How to complete this task: Find the line with "Locate every instance of the tall" in the data below, then restate it and all remaining lines exactly, adding nothing.

Input data:

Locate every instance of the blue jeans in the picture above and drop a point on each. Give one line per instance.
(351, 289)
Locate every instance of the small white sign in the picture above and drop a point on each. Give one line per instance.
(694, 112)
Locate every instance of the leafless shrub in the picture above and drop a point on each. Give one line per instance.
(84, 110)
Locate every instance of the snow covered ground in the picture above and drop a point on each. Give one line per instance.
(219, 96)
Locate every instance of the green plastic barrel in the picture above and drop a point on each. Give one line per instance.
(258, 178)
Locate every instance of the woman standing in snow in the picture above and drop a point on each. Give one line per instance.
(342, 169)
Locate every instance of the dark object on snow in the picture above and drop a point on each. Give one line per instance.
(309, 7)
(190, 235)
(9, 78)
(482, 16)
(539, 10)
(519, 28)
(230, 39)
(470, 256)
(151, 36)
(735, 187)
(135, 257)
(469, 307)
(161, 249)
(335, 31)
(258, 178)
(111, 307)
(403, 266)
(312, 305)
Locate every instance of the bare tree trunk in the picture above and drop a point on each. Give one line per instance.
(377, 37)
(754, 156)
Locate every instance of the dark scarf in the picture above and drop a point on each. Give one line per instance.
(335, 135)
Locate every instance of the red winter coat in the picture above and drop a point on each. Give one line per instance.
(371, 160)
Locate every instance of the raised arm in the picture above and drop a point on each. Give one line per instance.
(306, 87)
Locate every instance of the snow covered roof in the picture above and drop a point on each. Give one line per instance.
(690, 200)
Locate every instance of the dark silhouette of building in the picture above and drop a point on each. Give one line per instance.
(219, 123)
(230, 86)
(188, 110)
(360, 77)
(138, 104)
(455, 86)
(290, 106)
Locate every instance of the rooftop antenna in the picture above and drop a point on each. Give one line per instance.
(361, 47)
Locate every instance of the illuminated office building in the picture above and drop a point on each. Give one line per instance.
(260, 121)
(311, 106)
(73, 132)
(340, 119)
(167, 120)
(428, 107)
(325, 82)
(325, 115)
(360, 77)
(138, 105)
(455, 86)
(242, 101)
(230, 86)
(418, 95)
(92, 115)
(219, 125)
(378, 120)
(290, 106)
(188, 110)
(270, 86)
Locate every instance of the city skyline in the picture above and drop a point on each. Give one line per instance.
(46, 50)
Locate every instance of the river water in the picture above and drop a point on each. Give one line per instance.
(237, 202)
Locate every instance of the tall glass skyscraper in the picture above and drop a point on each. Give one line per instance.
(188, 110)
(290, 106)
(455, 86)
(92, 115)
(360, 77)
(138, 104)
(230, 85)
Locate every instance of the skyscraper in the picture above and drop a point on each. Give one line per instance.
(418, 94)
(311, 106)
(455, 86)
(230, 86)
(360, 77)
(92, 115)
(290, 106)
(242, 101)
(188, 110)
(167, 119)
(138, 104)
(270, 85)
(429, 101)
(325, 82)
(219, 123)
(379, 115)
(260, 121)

Finished task:
Locate every instance of the tall glass skyscraper in the picture above and drop a point on each. Give one line per instance.
(188, 110)
(290, 106)
(455, 86)
(92, 115)
(360, 77)
(138, 104)
(230, 85)
Locate every instance of the skyscraper in the picture above and drop a point on each. Give one line per instance.
(418, 94)
(311, 106)
(455, 86)
(230, 86)
(360, 77)
(92, 115)
(290, 106)
(242, 101)
(188, 110)
(167, 119)
(138, 104)
(270, 85)
(429, 101)
(325, 82)
(219, 123)
(379, 115)
(260, 121)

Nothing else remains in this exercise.